[Object position labeling entries]
■ ■ ■ ■
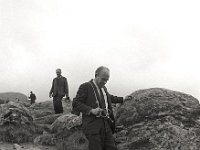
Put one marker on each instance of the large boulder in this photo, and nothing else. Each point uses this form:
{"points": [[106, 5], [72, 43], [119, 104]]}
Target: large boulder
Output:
{"points": [[15, 97], [159, 119], [65, 133], [42, 109], [16, 123]]}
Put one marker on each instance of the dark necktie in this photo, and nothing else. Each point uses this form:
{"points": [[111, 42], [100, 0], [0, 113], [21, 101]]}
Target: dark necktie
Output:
{"points": [[102, 100]]}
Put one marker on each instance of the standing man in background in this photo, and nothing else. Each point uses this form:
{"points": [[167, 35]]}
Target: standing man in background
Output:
{"points": [[58, 90], [32, 97]]}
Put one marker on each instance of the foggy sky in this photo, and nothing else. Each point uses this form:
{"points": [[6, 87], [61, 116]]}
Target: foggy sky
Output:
{"points": [[145, 44]]}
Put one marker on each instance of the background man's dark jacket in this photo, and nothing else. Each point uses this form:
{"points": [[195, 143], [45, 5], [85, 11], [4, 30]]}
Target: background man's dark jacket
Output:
{"points": [[59, 87], [85, 100]]}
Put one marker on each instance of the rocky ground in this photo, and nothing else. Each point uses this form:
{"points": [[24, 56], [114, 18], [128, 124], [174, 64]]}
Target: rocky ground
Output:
{"points": [[154, 119], [24, 146]]}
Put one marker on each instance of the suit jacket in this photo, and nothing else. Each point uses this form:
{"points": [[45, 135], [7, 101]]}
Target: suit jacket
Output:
{"points": [[59, 87], [85, 100]]}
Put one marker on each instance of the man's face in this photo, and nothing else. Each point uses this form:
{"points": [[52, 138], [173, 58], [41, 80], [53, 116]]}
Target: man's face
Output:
{"points": [[58, 72], [102, 78]]}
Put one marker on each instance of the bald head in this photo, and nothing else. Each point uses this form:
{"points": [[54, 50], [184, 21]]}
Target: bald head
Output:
{"points": [[102, 75]]}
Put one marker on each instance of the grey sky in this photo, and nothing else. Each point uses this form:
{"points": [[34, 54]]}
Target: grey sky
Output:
{"points": [[144, 43]]}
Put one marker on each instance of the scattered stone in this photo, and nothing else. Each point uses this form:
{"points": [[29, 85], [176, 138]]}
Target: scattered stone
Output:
{"points": [[159, 119]]}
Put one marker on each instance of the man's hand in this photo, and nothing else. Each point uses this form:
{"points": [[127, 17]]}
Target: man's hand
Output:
{"points": [[95, 111], [127, 98], [67, 99], [50, 95]]}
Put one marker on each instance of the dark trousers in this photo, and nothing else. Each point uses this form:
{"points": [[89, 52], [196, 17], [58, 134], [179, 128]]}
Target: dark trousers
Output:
{"points": [[57, 103], [32, 101], [102, 141]]}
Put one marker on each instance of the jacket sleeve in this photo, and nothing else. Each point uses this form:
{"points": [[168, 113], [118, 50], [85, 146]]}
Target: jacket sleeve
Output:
{"points": [[79, 102], [115, 99], [52, 86], [66, 88]]}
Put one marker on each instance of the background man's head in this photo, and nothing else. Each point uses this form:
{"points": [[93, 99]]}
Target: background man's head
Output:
{"points": [[58, 72], [102, 75]]}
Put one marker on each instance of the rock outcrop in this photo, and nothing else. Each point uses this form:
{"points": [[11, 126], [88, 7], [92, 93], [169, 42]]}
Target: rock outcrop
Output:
{"points": [[159, 119], [14, 97], [16, 123]]}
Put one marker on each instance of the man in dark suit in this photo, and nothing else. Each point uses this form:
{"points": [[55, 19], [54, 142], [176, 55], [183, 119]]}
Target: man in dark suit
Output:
{"points": [[58, 90], [94, 102], [32, 97]]}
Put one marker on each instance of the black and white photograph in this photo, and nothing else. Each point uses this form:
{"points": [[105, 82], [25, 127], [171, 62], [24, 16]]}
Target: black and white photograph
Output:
{"points": [[99, 75]]}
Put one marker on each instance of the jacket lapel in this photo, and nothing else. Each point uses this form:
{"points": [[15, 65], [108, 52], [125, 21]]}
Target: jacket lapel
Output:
{"points": [[95, 90]]}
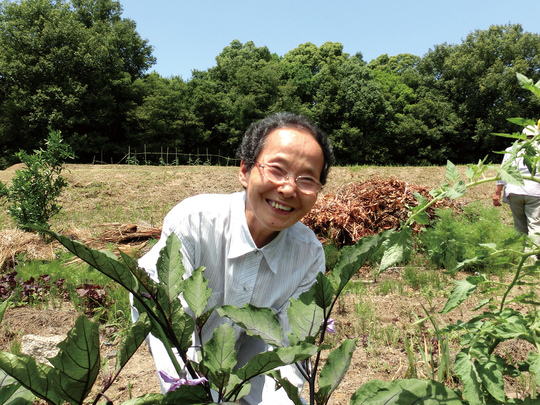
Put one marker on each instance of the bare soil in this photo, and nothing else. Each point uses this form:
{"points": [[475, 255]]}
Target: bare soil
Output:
{"points": [[98, 195]]}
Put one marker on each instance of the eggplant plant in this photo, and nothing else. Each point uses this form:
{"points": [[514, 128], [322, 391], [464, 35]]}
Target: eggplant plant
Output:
{"points": [[215, 377]]}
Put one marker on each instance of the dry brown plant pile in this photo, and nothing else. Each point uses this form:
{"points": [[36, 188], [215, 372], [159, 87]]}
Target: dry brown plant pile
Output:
{"points": [[365, 208]]}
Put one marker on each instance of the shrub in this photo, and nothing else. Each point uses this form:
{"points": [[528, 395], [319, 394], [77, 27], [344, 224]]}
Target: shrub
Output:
{"points": [[35, 189]]}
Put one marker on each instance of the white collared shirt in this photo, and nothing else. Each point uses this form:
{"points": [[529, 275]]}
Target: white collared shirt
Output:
{"points": [[214, 234], [530, 188]]}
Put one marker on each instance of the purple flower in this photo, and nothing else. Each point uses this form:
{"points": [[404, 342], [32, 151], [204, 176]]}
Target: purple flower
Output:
{"points": [[176, 382], [330, 326]]}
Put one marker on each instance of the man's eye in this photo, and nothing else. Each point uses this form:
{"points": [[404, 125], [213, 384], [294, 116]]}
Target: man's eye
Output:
{"points": [[277, 171], [307, 181]]}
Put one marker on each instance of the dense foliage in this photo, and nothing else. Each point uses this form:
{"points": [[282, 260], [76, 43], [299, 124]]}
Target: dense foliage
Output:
{"points": [[80, 67]]}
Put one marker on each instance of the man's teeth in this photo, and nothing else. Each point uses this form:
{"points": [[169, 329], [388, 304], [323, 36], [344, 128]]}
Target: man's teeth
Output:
{"points": [[279, 206]]}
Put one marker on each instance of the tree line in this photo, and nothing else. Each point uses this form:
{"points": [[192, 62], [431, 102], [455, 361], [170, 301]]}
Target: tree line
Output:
{"points": [[79, 67]]}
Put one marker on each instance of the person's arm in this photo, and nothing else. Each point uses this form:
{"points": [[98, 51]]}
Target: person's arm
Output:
{"points": [[497, 196]]}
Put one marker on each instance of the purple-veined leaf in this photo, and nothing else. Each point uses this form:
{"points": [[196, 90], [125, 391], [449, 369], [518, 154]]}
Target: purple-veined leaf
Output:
{"points": [[397, 247], [290, 389], [197, 292], [405, 392], [259, 322], [12, 392], [461, 291], [133, 339], [170, 268], [280, 356], [77, 363], [334, 369], [352, 258], [323, 291], [219, 351], [305, 316], [36, 377]]}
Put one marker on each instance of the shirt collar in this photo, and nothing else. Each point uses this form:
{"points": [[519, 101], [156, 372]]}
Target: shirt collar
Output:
{"points": [[241, 241]]}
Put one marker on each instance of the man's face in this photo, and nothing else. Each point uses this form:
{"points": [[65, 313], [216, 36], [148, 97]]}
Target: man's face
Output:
{"points": [[272, 207]]}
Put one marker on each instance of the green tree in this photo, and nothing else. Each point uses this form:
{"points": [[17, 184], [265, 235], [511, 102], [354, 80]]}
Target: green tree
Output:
{"points": [[69, 65], [32, 197], [163, 117]]}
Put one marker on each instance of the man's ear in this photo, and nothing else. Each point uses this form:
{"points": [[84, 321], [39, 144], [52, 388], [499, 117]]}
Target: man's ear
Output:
{"points": [[243, 174]]}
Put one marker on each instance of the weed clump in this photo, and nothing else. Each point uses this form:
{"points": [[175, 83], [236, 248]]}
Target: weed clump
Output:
{"points": [[454, 238]]}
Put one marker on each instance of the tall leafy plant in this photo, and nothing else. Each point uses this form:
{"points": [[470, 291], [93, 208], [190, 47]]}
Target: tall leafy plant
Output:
{"points": [[481, 369], [162, 314], [32, 196]]}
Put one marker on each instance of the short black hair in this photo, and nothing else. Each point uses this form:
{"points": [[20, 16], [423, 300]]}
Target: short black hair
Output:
{"points": [[255, 137]]}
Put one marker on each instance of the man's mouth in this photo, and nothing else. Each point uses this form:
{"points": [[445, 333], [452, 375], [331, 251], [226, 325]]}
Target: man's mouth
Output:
{"points": [[279, 206]]}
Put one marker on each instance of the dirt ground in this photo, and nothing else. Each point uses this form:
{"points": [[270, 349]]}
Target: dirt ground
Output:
{"points": [[144, 197]]}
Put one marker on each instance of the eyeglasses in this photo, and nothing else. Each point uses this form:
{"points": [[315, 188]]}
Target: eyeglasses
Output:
{"points": [[277, 174]]}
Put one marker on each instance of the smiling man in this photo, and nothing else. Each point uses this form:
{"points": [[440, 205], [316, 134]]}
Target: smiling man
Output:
{"points": [[251, 243]]}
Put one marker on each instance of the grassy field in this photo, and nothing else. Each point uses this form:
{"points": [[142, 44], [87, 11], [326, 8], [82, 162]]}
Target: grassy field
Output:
{"points": [[380, 312], [98, 194]]}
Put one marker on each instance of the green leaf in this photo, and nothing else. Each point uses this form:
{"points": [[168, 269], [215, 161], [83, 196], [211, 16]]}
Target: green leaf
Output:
{"points": [[466, 371], [32, 375], [219, 351], [170, 268], [185, 394], [12, 392], [334, 369], [533, 360], [3, 308], [452, 172], [397, 248], [492, 378], [197, 292], [510, 174], [290, 389], [259, 322], [461, 291], [133, 339], [78, 361], [457, 190], [324, 293], [281, 356], [305, 316], [513, 326], [182, 324], [236, 388], [352, 258], [106, 264], [405, 392]]}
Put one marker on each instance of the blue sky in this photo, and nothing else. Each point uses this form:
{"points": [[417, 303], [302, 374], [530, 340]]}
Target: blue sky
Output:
{"points": [[189, 34]]}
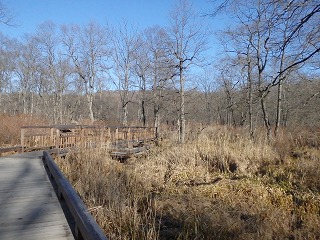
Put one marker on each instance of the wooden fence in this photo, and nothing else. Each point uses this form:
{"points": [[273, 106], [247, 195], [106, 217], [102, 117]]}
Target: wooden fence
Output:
{"points": [[83, 136]]}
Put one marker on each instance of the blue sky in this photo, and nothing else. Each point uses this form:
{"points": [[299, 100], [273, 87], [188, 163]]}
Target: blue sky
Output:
{"points": [[143, 13]]}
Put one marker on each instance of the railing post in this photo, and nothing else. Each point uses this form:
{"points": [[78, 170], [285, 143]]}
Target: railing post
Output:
{"points": [[129, 134], [52, 143], [57, 138], [22, 138], [116, 135], [145, 134]]}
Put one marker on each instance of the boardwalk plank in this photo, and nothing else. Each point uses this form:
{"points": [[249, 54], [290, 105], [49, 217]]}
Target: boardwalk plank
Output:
{"points": [[29, 208]]}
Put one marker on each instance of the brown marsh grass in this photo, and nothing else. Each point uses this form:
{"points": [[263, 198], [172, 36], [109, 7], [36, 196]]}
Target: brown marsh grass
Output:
{"points": [[219, 185]]}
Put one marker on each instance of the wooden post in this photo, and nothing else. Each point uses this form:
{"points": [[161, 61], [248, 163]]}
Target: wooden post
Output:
{"points": [[109, 134], [145, 134], [129, 134], [22, 138], [52, 143], [57, 138], [116, 135], [82, 145]]}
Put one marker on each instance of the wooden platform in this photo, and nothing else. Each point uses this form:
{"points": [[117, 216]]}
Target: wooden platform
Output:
{"points": [[29, 208]]}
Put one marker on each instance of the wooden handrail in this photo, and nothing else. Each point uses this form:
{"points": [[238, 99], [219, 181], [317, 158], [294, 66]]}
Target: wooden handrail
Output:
{"points": [[86, 227]]}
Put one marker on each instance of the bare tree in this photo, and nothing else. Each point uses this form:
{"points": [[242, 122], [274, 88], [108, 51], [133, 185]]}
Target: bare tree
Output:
{"points": [[6, 16], [187, 43], [126, 43], [87, 47]]}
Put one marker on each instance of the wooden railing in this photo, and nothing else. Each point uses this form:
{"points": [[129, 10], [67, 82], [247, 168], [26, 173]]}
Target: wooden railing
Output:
{"points": [[86, 227], [83, 136]]}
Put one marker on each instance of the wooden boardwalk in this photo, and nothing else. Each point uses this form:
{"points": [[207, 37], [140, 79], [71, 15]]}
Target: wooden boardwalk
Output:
{"points": [[29, 207]]}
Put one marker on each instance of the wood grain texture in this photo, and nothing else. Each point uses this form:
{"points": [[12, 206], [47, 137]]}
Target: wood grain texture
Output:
{"points": [[29, 208]]}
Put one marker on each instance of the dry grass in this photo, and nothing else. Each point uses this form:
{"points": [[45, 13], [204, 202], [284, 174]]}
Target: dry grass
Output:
{"points": [[220, 185], [10, 127]]}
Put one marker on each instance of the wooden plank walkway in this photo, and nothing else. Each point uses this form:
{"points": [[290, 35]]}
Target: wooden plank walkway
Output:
{"points": [[29, 207]]}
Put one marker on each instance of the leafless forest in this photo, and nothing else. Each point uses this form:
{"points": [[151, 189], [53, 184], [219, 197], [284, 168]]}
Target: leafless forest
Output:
{"points": [[248, 117], [267, 76]]}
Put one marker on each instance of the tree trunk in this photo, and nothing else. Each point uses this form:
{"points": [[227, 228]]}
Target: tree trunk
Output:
{"points": [[90, 106], [182, 128], [279, 108], [266, 118]]}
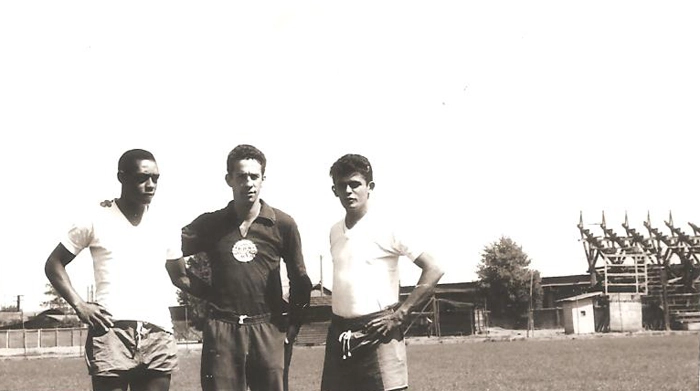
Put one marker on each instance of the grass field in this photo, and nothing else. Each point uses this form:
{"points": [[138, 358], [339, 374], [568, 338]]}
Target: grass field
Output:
{"points": [[624, 363]]}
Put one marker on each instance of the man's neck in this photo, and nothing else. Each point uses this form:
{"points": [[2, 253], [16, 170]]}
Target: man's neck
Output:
{"points": [[132, 211], [352, 217], [247, 212]]}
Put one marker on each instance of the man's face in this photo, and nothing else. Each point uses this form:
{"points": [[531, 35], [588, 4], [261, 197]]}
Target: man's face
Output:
{"points": [[353, 191], [139, 184], [246, 180]]}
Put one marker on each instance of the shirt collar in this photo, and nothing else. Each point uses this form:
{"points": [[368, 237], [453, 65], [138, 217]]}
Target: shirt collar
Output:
{"points": [[266, 212]]}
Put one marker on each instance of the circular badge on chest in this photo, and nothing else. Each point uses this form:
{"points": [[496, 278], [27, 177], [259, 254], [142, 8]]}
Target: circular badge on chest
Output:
{"points": [[244, 250]]}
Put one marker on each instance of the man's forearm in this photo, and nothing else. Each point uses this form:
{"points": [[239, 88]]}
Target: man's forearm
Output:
{"points": [[429, 278], [187, 281]]}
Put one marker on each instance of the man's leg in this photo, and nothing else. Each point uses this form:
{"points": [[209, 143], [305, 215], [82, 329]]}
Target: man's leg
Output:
{"points": [[109, 383], [151, 381], [224, 356], [287, 362], [265, 370]]}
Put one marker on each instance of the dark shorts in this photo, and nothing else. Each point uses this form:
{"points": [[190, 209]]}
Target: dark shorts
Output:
{"points": [[236, 356], [351, 363], [130, 346]]}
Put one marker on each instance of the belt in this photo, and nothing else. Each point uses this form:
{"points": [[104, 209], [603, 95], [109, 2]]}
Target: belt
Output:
{"points": [[134, 324], [240, 319]]}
■ ■ ■ ■
### WRITTEN INSTRUCTION
Repeat only the stretch of lines that begins at the line containing "Put one marker on each instance of the circular" and ends at the last line above, both included.

### CORRECT RESULT
Put one marker on each instance of the circular badge on chest in this photo, and nothing else. Each point uses this form:
{"points": [[496, 278], [27, 177], [259, 254], [142, 8]]}
Target: circular badge on chest
Output:
{"points": [[244, 250]]}
Put one marker on each instance of the man's forearm in this photo, and nothing else. Each point uses this form:
{"points": [[239, 88]]}
Target: man's forearm
Output:
{"points": [[429, 278], [187, 281]]}
Put one marker on each instance of the man's leg in this photo, and nothing else. Each point uses this form:
{"points": [[209, 143], [305, 215], [82, 329]]}
Target: man's leg
Output:
{"points": [[109, 383], [151, 381], [224, 356], [287, 362], [265, 370]]}
Put one marker on each instance of the dark shorts in this photo, and nothing else. Each point uses this form:
{"points": [[190, 209]]}
Target: dark shorts
Output:
{"points": [[236, 356], [351, 363], [130, 346]]}
Put one marker on each instance of the belt in this photo, and nothing else. Each point uses this form:
{"points": [[104, 209], [603, 95], [109, 2]]}
Target: belt
Output:
{"points": [[134, 324], [240, 319]]}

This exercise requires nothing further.